*Belge alıntısı*:
..........

Christo ve Jeanne-Claude, “Sarılmış Reichstag”, Berlin, 1971-95. Fotoğraf: Wolfgang Volz.
Bugün tarihsel hafıza, bir zamanlar olduğu şey değil. Eskiden bir topluluğun veya ulusun geçmişiyle ilişkisine işaret ederdi, ama geçmiş ile şimdi arasındaki sınır bugün göründüğünden daha sağlam ve istikrarlıydı. Henüz anlatılmamış yakın ve o kadar da yakın olmayan geçmişler, hem fotoğraf, film, müzik kaydı ve internet gibi modern çoğaltma mecraları aracılığıyla hem de hızla çoğalan tarihsel araştırmalar ve doymak bilmeyen müze kültürü aracılığıyla şimdimiz üzerinde etkide bulunuyor. Geçmiş, şimdiki zamana, daha önceki yüzyıllarda hayal bile edilemeyecek biçimlerde dahil oluyor. Bunun sonucunda, modern ulaşım ve iletişim araçlarıyla birlikte mekânın deneyimsel boyutunun daralması gibi, zamansal sınırlar da sağlamlığını kaybetti.

..........

*Yapılacak görevler*:
**1.** Tarihsel hafıza metnine göre modern ulaşım ve iletişim araçlarıyla birlikte ne daraldı?
**2.** Tarihsel hafıza metninde "Bugün tarihsel hafıza, bir" sözlerinden başlayıp aşağıya doğru "da sağlamlığını kaybetti." sözlerine kadar uzanan bölümün tamamını olduğu gibi çıkarın.

*Alıntılanan veriler*:

..........

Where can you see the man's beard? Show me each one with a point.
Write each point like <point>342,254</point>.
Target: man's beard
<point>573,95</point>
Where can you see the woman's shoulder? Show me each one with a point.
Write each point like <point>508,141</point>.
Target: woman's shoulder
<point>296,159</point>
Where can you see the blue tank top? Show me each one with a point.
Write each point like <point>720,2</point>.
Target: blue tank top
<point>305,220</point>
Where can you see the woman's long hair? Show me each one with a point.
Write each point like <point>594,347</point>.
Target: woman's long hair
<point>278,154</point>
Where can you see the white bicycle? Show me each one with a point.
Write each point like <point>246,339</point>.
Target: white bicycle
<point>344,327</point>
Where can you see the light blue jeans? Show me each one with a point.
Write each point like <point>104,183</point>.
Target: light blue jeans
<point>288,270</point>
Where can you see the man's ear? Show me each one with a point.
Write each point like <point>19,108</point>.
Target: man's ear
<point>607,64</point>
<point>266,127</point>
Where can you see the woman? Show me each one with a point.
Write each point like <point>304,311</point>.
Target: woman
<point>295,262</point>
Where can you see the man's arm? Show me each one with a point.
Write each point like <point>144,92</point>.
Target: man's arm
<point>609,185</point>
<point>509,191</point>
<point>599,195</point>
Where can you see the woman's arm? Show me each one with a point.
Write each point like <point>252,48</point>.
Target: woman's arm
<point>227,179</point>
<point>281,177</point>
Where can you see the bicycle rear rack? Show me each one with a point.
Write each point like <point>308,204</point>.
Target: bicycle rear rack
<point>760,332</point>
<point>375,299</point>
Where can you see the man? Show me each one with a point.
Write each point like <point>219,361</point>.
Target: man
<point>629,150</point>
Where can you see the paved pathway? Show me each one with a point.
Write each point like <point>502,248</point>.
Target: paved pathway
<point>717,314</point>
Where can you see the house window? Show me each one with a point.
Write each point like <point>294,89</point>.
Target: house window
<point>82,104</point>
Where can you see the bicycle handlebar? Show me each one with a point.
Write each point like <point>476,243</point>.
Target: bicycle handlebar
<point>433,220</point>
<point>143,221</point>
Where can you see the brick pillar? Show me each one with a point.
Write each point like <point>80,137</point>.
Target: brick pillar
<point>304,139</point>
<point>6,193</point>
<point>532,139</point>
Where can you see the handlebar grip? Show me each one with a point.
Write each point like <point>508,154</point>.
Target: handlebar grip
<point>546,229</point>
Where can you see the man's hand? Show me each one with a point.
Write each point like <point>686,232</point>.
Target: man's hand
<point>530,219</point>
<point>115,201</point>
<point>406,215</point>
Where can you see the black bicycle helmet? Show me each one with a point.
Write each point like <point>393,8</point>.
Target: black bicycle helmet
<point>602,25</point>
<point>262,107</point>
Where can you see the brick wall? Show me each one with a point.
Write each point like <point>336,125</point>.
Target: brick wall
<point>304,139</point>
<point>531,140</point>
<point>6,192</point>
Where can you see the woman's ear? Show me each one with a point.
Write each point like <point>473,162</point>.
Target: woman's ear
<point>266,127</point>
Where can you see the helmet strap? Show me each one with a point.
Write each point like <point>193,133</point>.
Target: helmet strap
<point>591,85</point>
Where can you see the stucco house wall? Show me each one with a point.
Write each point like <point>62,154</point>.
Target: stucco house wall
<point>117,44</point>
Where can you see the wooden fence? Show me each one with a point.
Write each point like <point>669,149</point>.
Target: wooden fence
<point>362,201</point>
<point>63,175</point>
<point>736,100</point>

..........

*Cevap bölümü*:
**1.** Mekânın deneyimsel boyutu.

**2.**
Bugün tarihsel hafıza, bir zamanlar olduğu şey değil. Eskiden bir topluluğun veya ulusun geçmişiyle ilişkisine işaret ederdi, ama geçmiş ile şimdi arasındaki sınır bugün göründüğünden daha sağlam ve istikrarlıydı. Henüz anlatılmamış yakın ve o kadar da yakın olmayan geçmişler, hem fotoğraf, film, müzik kaydı ve internet gibi modern çoğaltma mecraları aracılığıyla hem de hızla çoğalan tarihsel araştırmalar ve doymak bilmeyen müze kültürü aracılığıyla şimdimiz üzerinde etkide bulunuyor. Geçmiş, şimdiki zamana, daha önceki yüzyıllarda hayal bile edilemeyecek biçimlerde dahil oluyor. Bunun sonucunda, modern ulaşım ve iletişim araçlarıyla birlikte mekânın deneyimsel boyutunun daralması gibi, zamansal sınırlar da sağlamlığını kaybetti.